* **Отрывок**:
· · ·
И тут опять-таки античность имела свои исторические ограничения. Прежде всего объект еще не был для нее чем-то противолежащим. Степень "отодвинутое" художника от реальных явлений была еще недостаточна, и потому (как я выше говорила) образный, поэтический план пересекался "сырым", не переведенным через воображение материалом. Однако это вовсе не означало реализма. В реализме-то и велика роль образного обобщения; напротив, его нет в фольклорном театре (как балаган, цирк и пр.) с его непосредственно-врывающимся бытом. То же нужно сказать и о познавательной стороне художественного мимезиса в античное время. Иносказательность античного поэтического образа ограничительна. Так, античный скульптор создает статуи богов или людей и выражает ими только конкретные образы. Напротив, современная пластика дает образы с обобщенным иносказанием. Скульптурное изображение Медного всадника имеет значение, далеко выходящее за пределы портрета Петра Первого, сидящего на не-укрощенной лошади. Изваяния новейшего времени - это скульптурные метафоры, говорящие об идеях, свойствах, характерах, выраженных в формах; они дают большие и общезначимые смыслы. Такова же разница между античной и современной архитектурой. Мы видим перед собой постройки, передающие идеи эпохи и даже идею данного здания, в то время как античность не шла дальше атрибутивной характеристики (например, отличие храма Зевса от храма Аполлона). Иная пропорция и между познавательным мимезисом античного искусства и современного. Новейшая поэзия стремилась создать субъектный мир самодовлеющим, поглотившим мир объекта; искусство конца XIX и начала XX века, уже не удовлетворяясь одной метафоричностью, передавало символику мысли. Искусство античности не умело создавать качество в виде формы; в античном качестве было много "вещества". Собственно, если б мы не имели датировки стихотворения "Белеет парус одинокий"5, или скульптуры "Спиноза"6, или картины "Запорожцы"7, - мы никогда не отнесли бы их к античности, и вовсе не по признакам реалий, а только по углубленному фону мысли, допускающей символику иносказания. Античность этого не знает. Она описывала корабль на море, давала замечательные портреты (и то не в классический период), рисовала при эллинизме помпе-янские фрески. Но иносказательность тут была плоскостная, одноплановая, без символики смыслов, свойственной позднейшей мысли.
· · ·
* **Исходный перечень**:
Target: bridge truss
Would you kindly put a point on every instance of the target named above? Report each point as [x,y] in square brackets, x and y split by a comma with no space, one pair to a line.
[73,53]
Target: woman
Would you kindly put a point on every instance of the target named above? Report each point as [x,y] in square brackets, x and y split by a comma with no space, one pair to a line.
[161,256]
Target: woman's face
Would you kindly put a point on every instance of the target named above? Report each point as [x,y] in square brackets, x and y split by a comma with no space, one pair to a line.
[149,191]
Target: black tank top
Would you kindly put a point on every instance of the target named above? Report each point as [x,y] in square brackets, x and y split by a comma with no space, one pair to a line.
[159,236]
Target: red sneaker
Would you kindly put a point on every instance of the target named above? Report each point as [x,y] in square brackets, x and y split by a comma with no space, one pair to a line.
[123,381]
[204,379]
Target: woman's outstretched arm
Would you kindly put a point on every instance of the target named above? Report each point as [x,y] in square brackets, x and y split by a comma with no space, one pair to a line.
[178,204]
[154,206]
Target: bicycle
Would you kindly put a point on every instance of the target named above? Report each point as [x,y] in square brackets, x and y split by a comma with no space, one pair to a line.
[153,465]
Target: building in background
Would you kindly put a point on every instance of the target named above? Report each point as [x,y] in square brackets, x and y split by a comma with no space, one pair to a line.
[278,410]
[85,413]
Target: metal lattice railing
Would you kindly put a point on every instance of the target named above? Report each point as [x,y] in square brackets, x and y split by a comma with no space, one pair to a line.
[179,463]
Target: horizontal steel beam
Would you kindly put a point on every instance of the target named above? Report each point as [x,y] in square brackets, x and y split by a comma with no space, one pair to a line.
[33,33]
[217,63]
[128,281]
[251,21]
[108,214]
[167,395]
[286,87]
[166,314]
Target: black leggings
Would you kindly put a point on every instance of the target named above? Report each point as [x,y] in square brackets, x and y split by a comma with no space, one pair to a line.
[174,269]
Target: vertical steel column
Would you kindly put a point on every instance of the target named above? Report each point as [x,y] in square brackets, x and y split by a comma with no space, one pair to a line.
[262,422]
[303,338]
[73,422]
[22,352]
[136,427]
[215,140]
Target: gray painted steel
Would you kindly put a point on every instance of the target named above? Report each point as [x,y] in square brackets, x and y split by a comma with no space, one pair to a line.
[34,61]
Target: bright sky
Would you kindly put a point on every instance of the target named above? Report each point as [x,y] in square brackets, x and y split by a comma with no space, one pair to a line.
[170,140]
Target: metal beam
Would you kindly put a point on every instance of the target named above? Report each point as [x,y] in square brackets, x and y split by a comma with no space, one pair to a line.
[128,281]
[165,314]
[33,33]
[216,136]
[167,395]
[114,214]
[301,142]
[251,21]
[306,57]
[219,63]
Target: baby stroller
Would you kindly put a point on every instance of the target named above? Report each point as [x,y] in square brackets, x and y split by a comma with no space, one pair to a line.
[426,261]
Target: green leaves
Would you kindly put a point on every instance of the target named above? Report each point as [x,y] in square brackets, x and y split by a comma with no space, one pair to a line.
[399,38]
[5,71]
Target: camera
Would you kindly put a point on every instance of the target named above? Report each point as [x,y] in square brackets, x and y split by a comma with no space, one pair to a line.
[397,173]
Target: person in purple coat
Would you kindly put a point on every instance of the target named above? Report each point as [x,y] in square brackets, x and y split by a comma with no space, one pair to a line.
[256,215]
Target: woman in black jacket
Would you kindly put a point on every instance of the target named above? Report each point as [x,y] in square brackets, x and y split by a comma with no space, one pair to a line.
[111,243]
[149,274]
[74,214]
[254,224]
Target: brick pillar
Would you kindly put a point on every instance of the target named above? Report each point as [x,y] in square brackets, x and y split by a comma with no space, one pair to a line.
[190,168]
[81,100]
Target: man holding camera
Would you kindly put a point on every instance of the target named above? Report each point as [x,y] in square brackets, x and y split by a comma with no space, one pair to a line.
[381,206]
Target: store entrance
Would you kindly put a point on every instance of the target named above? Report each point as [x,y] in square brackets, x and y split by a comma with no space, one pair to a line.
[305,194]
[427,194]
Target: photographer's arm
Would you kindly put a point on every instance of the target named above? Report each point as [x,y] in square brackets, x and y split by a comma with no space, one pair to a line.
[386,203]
· · ·
* **Задания**:
a) Ответьте на вопросы по отрывку об античном мимезисе:
(i) Значение какого скульптурного изображения, по отрывку, выходит далеко за пределы портрета Петра Первого?
(ii) Какой пример атрибутивной характеристики в античной архитектуре приводится?
(iii) Что передавало искусство конца XIX и начала XX века, не удовлетворяясь одной метафоричностью?
b) Определите, согласуется ли каждое утверждение с отрывком об античном мимезисе, и подтвердите ответ дословной цитатой:
(i) Для античности объект еще не был чем-то противолежащим.
(ii) Античный скульптор выражал статуями богов и людей обобщенные иносказания.
(iii) В фольклорном театре велика роль образного обобщения.
c) Допишите следующую часть отрывка об античном мимезисе, начав сразу после его последнего предложения.

* **Ответы**:
a)
(i) Медного всадника.
(ii) Отличие храма Зевса от храма Аполлона.
(iii) Символику мысли.

b)
(i) Да: «Прежде всего объект еще не был для нее чем-то противолежащим».
(ii) Нет: «античный скульптор создает статуи богов или людей и выражает ими только конкретные образы».
(iii) Нет: «напротив, его нет в фольклорном театре».

c)
 

 

Пока сценическое действо основывалось на хоре с его "я-мо-тивом", пока автор сливался с протагонистом, трагедии как художественного жанра не было. Не было и связного сюжета. Автору тчужно было отойти от "я-мотива" и обратить его в сюжет "о" лицах и событиях, не имевших к автору никакого отношения. Ему следовало создать расстояние между собой и предметом своего изображения - перестать быть Сафо или Гомером, которые были и субъектами и объектами самих себя. В этом и заключалось величайшее познавательное значение искусства. Трагик должен был максимально (для своей эпохи) растворить свое "я" в объекте и дать его в новой форме, значение которой оказывалось тем действенней, чем авторское "я" носило более обобщенный характер, далеко оставлявший позади конкретность узкой авторской личности.

 

С этого времени мифологический образ стал фигурировать не сам по себе, а вторично, в воспроизведении, в категории объекта, которому "подражал" (в античном смысле) субъект, вновь создавая такой же образ. Поэтическая метафора получила субъектную и субъективную природу. Она сделалась продуктом личностного репродуцирования. Однако античная специфика сказывалась при этом в зависимости поэтического образа от мифологического, в семантической связности поэтической метафоры, в преобладающей роли объекта.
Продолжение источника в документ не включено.